* SET TASK:
Please update the rows from the line with "the dark vertical" up to and including the line with "[(528, 191)]" by replacing "teapot handle" with "teapot spout" and leaving everything else unchanged. Return only those lines.

[Some records]

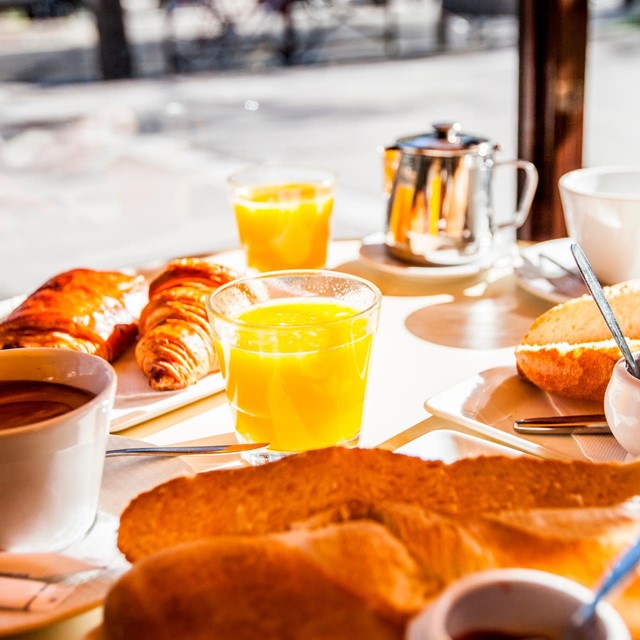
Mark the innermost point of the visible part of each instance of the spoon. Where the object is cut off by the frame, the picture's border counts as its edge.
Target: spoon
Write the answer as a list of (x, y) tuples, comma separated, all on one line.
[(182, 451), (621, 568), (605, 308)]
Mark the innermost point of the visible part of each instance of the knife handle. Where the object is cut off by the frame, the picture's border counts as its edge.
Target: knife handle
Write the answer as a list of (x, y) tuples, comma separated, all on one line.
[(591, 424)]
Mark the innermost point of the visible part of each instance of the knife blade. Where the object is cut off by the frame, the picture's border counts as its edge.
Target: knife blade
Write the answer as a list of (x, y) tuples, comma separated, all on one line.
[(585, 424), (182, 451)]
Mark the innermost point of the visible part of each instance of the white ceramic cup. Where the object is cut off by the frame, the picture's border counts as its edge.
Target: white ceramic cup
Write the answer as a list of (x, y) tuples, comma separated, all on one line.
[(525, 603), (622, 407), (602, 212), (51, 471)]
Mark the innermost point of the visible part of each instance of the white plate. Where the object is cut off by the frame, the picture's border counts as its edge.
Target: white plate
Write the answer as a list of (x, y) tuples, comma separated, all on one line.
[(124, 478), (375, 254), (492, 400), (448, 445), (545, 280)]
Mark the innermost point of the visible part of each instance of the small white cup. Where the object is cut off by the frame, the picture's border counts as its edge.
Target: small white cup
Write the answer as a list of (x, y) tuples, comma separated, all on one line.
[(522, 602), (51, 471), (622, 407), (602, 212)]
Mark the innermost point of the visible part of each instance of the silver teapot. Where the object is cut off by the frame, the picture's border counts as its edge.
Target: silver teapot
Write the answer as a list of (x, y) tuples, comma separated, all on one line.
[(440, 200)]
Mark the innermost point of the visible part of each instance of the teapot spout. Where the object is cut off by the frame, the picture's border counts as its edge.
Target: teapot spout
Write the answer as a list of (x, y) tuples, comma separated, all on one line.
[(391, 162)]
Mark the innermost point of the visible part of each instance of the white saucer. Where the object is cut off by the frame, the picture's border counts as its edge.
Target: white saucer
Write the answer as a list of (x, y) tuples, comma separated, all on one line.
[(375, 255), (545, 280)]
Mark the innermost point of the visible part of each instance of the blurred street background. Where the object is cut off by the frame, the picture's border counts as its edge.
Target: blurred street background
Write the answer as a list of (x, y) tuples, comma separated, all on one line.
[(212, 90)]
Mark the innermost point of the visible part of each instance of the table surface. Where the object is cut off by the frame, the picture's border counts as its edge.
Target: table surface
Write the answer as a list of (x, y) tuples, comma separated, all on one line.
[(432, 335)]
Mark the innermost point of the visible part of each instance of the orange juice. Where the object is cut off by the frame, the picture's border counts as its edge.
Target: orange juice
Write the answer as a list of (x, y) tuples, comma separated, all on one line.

---

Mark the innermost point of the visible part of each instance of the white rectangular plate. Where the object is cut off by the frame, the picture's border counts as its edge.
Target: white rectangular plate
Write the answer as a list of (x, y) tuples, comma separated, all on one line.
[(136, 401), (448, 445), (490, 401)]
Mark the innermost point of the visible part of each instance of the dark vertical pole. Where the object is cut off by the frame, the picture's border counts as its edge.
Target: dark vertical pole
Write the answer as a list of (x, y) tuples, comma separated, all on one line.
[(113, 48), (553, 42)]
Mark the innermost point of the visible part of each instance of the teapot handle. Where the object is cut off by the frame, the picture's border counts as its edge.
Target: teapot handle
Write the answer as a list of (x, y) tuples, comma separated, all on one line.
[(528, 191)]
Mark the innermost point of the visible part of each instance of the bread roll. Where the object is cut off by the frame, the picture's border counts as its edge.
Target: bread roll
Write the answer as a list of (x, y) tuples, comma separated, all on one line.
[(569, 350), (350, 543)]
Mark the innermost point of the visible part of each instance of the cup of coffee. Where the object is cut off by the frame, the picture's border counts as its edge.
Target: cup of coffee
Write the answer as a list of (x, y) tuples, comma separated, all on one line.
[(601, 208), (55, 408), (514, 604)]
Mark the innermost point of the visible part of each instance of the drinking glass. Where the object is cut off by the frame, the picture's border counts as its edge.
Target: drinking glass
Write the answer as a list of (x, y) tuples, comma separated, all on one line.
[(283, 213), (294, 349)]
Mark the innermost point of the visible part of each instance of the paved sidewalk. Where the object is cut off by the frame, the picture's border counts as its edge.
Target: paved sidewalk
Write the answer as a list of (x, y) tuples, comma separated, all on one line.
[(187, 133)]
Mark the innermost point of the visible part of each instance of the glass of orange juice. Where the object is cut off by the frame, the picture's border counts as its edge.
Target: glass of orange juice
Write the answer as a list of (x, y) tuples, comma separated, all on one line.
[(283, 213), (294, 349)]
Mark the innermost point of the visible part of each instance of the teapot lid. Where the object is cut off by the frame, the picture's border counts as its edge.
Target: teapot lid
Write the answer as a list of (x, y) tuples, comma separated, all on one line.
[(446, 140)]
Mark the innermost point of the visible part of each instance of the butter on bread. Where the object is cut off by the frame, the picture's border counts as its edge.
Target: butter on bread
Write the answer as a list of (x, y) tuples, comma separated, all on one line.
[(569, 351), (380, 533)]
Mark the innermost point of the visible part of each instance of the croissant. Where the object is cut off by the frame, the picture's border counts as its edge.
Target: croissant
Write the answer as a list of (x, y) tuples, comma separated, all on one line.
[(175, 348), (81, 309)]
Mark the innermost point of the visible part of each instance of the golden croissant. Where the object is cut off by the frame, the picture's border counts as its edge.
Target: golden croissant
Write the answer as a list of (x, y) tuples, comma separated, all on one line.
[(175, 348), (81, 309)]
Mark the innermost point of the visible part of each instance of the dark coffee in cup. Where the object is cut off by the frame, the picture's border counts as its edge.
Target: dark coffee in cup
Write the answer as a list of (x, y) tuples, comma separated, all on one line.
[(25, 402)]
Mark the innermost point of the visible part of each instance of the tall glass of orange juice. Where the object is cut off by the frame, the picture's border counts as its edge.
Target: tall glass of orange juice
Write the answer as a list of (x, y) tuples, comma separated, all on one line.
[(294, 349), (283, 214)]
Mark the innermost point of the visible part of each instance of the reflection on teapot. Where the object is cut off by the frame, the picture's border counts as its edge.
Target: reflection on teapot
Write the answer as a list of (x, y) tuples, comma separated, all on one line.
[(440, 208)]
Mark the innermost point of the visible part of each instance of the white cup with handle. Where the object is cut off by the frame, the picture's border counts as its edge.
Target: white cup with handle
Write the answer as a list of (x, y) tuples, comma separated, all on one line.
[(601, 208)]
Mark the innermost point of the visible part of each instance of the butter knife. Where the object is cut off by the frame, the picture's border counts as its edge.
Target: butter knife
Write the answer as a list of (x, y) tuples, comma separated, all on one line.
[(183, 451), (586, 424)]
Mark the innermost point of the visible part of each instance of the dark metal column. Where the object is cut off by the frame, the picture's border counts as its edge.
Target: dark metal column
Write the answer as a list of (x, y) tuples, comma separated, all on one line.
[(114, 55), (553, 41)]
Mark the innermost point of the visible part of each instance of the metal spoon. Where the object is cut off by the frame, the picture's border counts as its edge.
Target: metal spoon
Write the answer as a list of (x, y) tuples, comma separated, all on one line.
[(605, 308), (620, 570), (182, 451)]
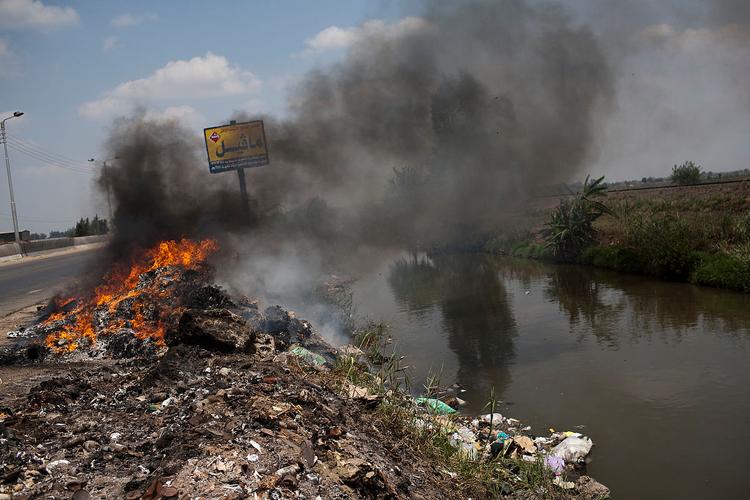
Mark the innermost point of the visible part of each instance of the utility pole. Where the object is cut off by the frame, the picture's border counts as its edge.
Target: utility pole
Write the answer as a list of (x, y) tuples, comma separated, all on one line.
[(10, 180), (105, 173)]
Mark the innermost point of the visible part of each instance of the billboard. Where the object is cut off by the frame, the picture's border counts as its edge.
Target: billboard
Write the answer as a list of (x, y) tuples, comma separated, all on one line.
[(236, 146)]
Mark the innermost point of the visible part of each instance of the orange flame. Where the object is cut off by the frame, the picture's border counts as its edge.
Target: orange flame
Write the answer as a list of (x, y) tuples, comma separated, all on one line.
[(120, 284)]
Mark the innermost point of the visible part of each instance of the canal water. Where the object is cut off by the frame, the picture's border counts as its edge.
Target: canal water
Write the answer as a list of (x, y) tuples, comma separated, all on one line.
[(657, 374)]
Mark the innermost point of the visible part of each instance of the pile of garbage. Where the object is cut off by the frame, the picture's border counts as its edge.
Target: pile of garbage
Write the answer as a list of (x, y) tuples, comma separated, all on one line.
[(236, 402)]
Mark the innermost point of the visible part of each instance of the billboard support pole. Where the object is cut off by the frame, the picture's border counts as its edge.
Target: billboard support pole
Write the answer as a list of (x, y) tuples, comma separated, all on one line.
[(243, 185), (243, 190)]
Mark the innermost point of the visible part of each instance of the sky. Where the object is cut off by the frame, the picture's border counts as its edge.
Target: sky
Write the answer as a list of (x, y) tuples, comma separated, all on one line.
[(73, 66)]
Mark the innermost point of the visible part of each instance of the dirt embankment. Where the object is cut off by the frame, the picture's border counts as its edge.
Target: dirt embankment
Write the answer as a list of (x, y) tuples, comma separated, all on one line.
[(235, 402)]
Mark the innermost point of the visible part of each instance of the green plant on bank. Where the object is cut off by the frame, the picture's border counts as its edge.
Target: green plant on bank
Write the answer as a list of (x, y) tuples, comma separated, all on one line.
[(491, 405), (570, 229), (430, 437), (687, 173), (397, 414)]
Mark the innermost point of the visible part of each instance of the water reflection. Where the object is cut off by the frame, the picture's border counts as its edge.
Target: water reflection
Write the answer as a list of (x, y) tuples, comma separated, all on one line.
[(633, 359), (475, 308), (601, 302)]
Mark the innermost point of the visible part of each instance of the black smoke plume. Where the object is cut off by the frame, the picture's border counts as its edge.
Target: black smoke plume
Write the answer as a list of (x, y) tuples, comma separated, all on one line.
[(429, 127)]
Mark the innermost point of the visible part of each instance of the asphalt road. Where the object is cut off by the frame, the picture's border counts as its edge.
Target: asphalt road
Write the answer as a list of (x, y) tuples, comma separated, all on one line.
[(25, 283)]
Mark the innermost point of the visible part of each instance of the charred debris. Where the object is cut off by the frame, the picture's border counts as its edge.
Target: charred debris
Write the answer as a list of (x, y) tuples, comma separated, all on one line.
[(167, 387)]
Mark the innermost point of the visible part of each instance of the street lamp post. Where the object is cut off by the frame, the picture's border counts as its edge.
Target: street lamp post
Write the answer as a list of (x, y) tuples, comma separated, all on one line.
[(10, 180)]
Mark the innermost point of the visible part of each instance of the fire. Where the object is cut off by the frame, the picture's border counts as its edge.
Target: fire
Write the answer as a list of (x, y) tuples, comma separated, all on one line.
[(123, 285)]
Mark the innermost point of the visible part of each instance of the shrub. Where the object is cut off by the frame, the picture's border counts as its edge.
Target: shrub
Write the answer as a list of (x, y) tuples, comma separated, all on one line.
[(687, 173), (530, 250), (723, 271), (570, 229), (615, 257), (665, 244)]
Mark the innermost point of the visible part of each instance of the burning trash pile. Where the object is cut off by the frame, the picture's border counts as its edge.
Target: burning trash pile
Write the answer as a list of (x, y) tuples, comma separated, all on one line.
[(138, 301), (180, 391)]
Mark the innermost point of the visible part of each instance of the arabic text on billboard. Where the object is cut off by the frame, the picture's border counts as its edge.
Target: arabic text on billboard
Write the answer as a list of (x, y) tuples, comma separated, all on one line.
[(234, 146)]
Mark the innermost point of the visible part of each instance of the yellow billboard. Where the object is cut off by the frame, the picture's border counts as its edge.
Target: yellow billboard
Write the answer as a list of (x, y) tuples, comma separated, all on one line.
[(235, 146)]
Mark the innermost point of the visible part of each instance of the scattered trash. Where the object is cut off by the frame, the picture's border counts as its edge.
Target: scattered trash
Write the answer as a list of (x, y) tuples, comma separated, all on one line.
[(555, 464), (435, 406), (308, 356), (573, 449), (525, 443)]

* OUTPUT OF THE EXERCISE:
Mark the innermost point of the visible part of each instance of the dark vertical pole. Where the object is cut off by the frame, the picture's border counts as its edge.
Target: dark vertical pole
Write the answer as a list of (x, y) tuples, comma separated, all on one line.
[(113, 48), (553, 42)]
Mark the innermost point of the visible part of each instance of the teapot spout. Where the object is cut off by the frame, the picture's border counts as its edge.
Target: teapot spout
Write the answer as a list of (x, y) tuples, comma separated, all on one line.
[(528, 191)]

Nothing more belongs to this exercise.